Go over the entries and report the lines where the word "diamond" occurs.

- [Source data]
═══
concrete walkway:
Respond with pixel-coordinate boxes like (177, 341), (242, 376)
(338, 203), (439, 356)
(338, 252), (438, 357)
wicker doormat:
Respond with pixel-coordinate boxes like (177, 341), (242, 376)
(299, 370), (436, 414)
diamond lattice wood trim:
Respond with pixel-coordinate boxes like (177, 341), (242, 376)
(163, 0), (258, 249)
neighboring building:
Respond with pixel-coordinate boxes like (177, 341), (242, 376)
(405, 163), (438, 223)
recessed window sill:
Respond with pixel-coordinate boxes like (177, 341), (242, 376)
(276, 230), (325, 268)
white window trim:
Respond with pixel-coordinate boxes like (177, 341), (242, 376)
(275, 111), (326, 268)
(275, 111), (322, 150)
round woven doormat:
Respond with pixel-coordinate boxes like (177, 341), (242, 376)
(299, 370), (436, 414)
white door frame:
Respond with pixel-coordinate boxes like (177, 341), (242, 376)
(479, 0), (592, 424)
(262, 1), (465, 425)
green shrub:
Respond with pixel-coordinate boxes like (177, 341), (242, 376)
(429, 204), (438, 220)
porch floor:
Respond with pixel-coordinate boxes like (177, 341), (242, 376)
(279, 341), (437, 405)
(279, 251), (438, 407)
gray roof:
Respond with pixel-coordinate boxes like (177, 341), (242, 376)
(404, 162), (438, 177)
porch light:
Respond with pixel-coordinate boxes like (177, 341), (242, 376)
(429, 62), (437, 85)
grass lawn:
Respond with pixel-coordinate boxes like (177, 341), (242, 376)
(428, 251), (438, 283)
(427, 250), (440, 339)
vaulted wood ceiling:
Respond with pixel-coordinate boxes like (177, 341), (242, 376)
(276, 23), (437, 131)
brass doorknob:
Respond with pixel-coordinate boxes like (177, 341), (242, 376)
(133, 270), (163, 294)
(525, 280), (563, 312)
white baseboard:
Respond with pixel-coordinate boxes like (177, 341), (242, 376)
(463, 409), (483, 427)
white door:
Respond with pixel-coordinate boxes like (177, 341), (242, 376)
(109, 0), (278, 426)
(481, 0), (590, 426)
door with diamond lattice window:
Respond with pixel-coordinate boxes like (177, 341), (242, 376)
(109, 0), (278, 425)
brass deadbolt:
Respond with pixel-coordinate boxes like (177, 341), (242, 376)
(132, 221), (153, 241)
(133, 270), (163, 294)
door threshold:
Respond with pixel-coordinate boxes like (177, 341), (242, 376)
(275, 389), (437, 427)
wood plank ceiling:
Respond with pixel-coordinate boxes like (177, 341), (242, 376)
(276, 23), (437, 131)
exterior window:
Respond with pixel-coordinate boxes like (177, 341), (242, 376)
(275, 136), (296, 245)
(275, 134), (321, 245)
═══
- [Answer to this exercise]
diamond lattice wood trim:
door with diamond lattice window:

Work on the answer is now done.